**Exercise directions**
State how many lines in the items below contain the string "covered". Give only the number.

################

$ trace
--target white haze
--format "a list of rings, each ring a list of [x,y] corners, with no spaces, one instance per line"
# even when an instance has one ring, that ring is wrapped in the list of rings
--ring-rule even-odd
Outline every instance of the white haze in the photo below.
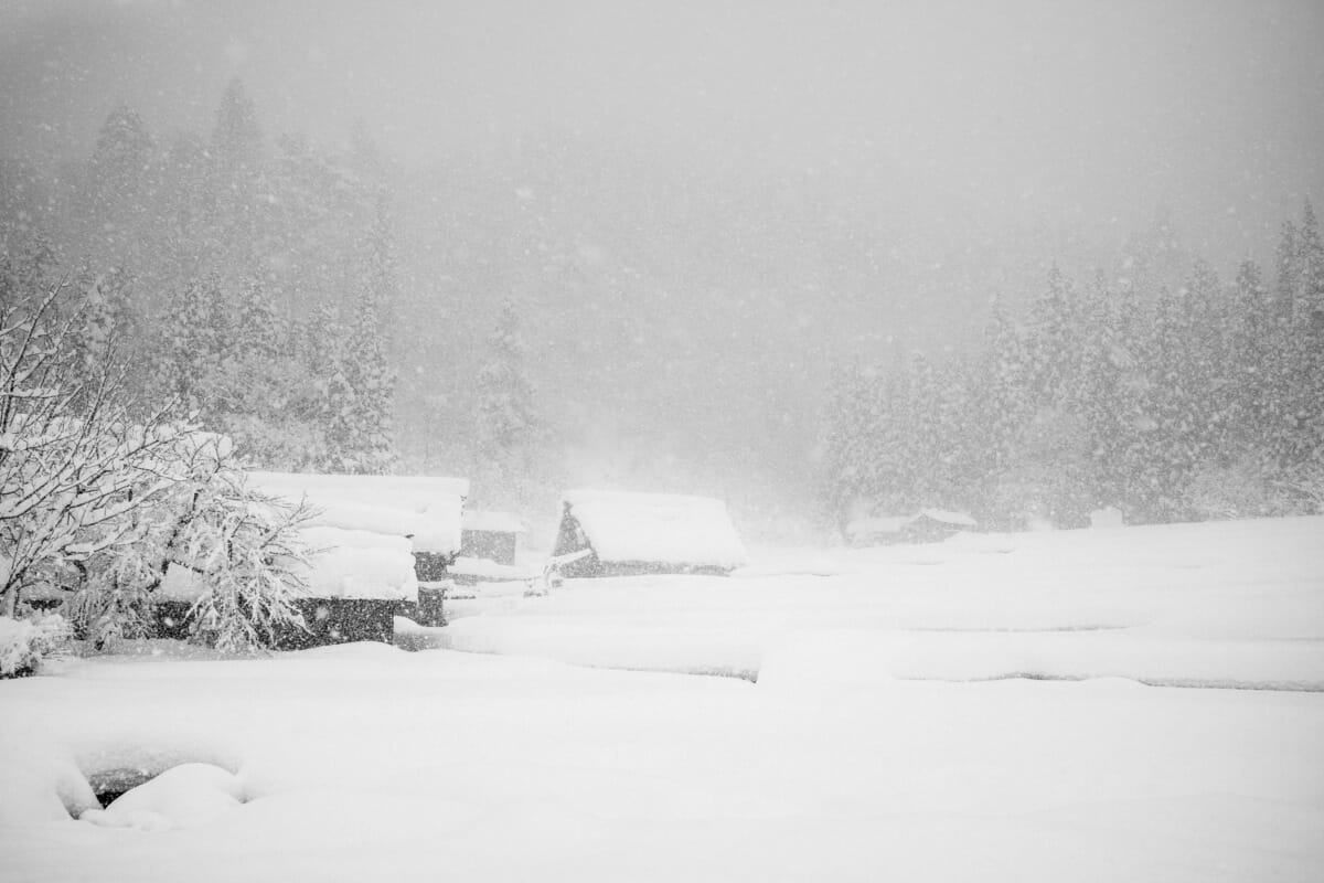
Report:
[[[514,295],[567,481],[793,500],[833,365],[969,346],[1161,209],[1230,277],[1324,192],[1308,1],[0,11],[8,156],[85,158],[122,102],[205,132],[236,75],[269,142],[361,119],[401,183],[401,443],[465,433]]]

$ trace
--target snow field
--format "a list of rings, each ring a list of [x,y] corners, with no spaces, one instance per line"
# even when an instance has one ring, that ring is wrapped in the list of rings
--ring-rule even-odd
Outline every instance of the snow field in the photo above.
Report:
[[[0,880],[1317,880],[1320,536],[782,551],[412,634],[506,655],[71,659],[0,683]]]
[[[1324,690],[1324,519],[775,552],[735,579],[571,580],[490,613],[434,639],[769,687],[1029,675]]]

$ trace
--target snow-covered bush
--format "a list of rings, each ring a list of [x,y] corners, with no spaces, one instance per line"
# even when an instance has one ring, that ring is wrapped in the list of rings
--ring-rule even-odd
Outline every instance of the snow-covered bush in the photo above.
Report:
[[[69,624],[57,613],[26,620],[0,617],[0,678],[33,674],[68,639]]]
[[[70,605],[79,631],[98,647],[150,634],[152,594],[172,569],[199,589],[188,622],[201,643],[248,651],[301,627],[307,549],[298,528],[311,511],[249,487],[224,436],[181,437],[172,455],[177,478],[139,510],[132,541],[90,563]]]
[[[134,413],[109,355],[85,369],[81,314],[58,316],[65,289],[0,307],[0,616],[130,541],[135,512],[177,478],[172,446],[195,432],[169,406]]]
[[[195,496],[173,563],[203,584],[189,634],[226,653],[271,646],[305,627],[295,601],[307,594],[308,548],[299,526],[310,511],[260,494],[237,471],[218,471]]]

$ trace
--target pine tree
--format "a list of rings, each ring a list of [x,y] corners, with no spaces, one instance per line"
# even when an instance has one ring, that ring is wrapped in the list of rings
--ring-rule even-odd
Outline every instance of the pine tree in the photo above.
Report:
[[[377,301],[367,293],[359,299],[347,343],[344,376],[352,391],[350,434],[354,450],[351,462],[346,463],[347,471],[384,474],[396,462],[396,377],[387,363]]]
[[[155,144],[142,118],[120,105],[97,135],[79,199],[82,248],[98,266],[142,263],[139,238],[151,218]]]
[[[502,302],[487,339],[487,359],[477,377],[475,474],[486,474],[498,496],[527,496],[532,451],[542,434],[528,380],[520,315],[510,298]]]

################

**Output of the exercise**
2